PROVIDED ENTRIES:
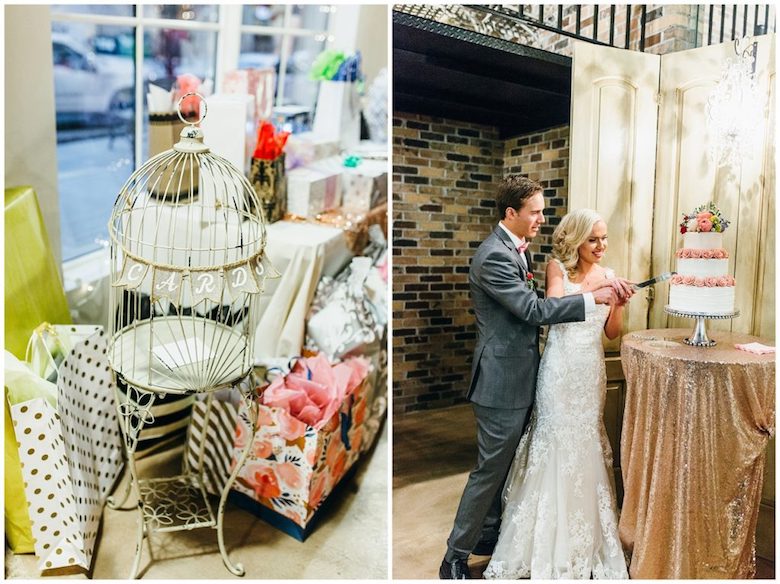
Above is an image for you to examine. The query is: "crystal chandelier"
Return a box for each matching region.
[705,39,766,167]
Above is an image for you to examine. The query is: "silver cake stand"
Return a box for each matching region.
[664,304,739,347]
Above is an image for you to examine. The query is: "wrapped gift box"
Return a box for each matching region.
[311,157,387,213]
[222,68,276,120]
[285,132,339,169]
[200,94,256,172]
[341,160,387,211]
[249,153,287,223]
[287,166,341,217]
[316,203,387,255]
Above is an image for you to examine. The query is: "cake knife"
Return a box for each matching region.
[633,272,677,290]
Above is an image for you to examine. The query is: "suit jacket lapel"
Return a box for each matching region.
[493,227,531,272]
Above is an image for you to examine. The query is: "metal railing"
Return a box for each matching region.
[697,4,777,45]
[465,4,777,51]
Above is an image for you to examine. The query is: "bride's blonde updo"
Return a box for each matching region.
[553,209,603,278]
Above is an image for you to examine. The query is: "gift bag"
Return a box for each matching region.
[249,153,287,223]
[149,112,200,201]
[186,356,373,541]
[6,326,122,570]
[306,257,387,360]
[312,81,360,149]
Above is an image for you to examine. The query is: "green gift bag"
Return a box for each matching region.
[4,187,71,553]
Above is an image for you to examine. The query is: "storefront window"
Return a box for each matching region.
[52,4,334,261]
[52,23,135,260]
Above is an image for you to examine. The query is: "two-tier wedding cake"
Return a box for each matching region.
[669,203,735,315]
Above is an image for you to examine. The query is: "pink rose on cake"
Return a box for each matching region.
[696,219,712,233]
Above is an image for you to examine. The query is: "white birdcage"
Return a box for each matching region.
[108,98,269,394]
[108,94,275,578]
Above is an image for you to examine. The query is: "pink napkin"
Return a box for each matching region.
[262,353,370,430]
[734,343,775,355]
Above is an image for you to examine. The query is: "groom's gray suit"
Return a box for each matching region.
[445,226,585,561]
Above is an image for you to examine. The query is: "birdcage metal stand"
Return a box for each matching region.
[108,383,258,579]
[103,94,275,578]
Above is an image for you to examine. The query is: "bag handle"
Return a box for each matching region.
[24,322,62,373]
[264,355,312,383]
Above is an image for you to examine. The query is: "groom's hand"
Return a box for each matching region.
[592,286,618,305]
[609,277,634,306]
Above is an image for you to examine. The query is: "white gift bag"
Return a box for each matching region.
[306,257,387,361]
[312,81,360,148]
[6,326,122,570]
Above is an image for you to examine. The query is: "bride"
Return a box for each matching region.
[484,209,628,579]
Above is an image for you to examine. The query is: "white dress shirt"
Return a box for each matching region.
[498,221,596,317]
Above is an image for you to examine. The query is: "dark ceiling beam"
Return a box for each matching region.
[393,12,571,139]
[393,49,571,99]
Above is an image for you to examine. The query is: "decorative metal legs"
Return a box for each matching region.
[109,383,257,579]
[216,383,257,576]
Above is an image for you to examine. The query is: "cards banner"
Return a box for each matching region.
[112,254,279,305]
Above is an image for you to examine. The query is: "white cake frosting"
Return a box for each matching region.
[669,232,734,314]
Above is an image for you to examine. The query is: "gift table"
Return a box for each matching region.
[620,329,775,579]
[255,221,352,364]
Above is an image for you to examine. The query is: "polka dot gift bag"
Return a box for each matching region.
[6,325,122,570]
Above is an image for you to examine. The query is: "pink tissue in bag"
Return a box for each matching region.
[262,353,370,434]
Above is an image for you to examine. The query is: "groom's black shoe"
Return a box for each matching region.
[471,541,496,556]
[439,558,472,580]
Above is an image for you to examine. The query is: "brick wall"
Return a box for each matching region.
[393,114,504,412]
[393,113,569,413]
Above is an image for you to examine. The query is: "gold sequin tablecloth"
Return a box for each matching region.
[620,329,775,579]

EXERCISE OBJECTIVE: Which lines of the data above contain the word "pink"? Pick out each of them, treating uppercase and lowercase as different.

EXPECTED OUTPUT:
Above is an image for you to examine. The query is: "pink rose on cake"
Above is an image for you to examine. The query is: "pink napkin"
Above is an image for you to examine. The query is: "pink tissue in bag"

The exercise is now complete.